• [CONSIGNES]: Recopiez mot pour mot le passage de l'article sur les piscines en cèdre, de « Un bon samaritain » jusqu'à « réservé aux avocats. » compris.

• [TEXTE AFFICHÉ]:
Un bon samaritain condamné pour pratique illégale du droit
Radio-Canada Et Cbc
2025-01-29 15:00:33
Quand il a commencé à aider des consommateurs aux prises avec le même problème que le sien, à savoir l'usure prématurée de leur piscine en cèdre, Philippe Vézina était loin de se douter que son bénévolat le conduirait à devoir payer un montant de 7500 $ pour pratique illégale du droit. Son histoire illustre les dangers de s'aventurer, même avec les meilleures intentions, dans un domaine réservé aux avocats.
L’affaire débute en 2020 lorsque Philippe Vézina, qui est conseiller technique dans un garage, constate que sa piscine en cèdre d’à peine huit ans est grandement détériorée. Plusieurs planches de cèdre sont pourries.
Il tente alors de négocier avec Trévi, le fabricant et l’installateur de sa piscine. Insatisfait de l’offre de l’entreprise, qui ne lui propose qu’un simple rabais sur les pièces de remplacement, M. Vézina découvre un groupe Facebook de propriétaires faisant face au même problème. « On était à peu près entre 50 et 60 à l'époque. On a commencé à jaser de ça, puis on s'est rendu compte évidemment de l'ampleur du problème avec Trévi », raconte-t-il.
Puis, en octobre 2022, le dossier prend une nouvelle tournure. L'émission La facture diffuse un reportage qui met en lumière le cas d'un couple ayant acheté une piscine en bois de Trévi au coût de 19 000 $ et dont la structure était déjà endommagée après seulement 5 ans. En entrevue, Benoît Hudon, président de Trévi Fabrication, reconnaît le problème. « Les piscines ont une usure prématurée, principalement après 2012 », dit-il.
La voix des insatisfaits
L’effet du reportage est immédiat, et le nombre de membres du groupe Facebook « Ma piscine en cèdre est pourrie! », explose.

• [LIGNES DE DONNÉES]:
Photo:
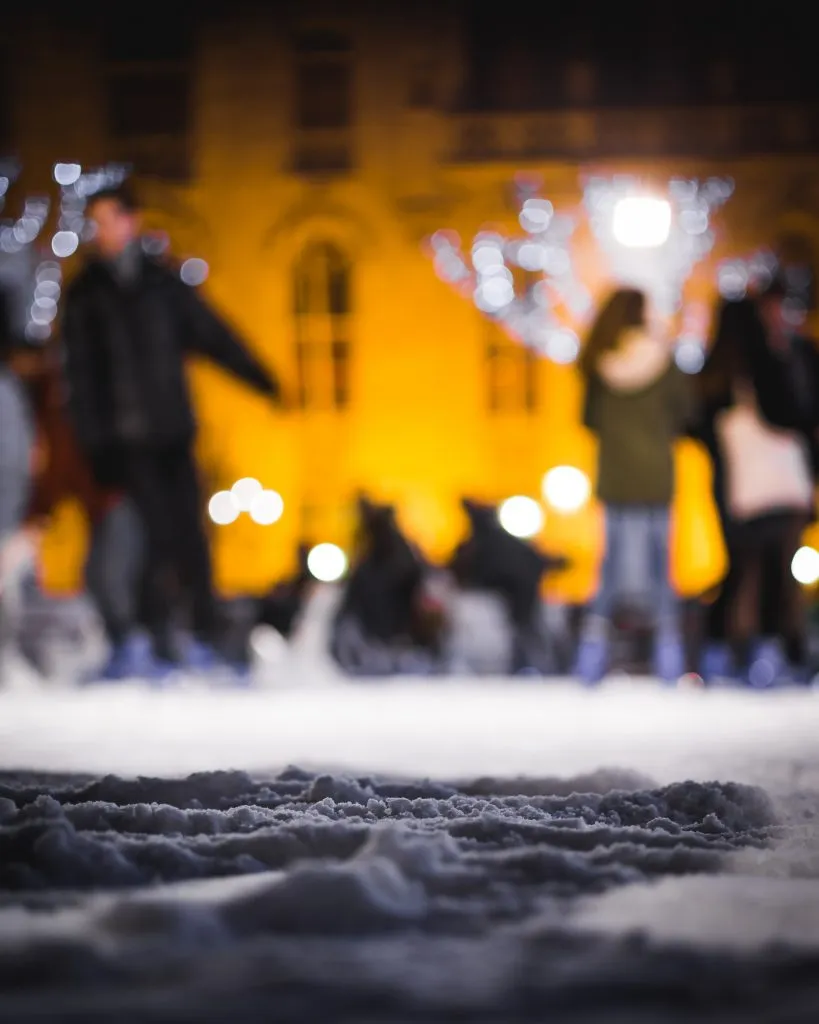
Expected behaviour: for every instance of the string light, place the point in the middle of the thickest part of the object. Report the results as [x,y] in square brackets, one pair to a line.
[653,239]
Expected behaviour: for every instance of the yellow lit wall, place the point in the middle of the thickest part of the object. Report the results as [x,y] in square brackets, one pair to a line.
[418,431]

• [RÉPONSE FINALE]:
Un bon samaritain condamné pour pratique illégale du droit
Radio-Canada Et Cbc
2025-01-29 15:00:33
Quand il a commencé à aider des consommateurs aux prises avec le même problème que le sien, à savoir l'usure prématurée de leur piscine en cèdre, Philippe Vézina était loin de se douter que son bénévolat le conduirait à devoir payer un montant de 7500 $ pour pratique illégale du droit. Son histoire illustre les dangers de s'aventurer, même avec les meilleures intentions, dans un domaine réservé aux avocats.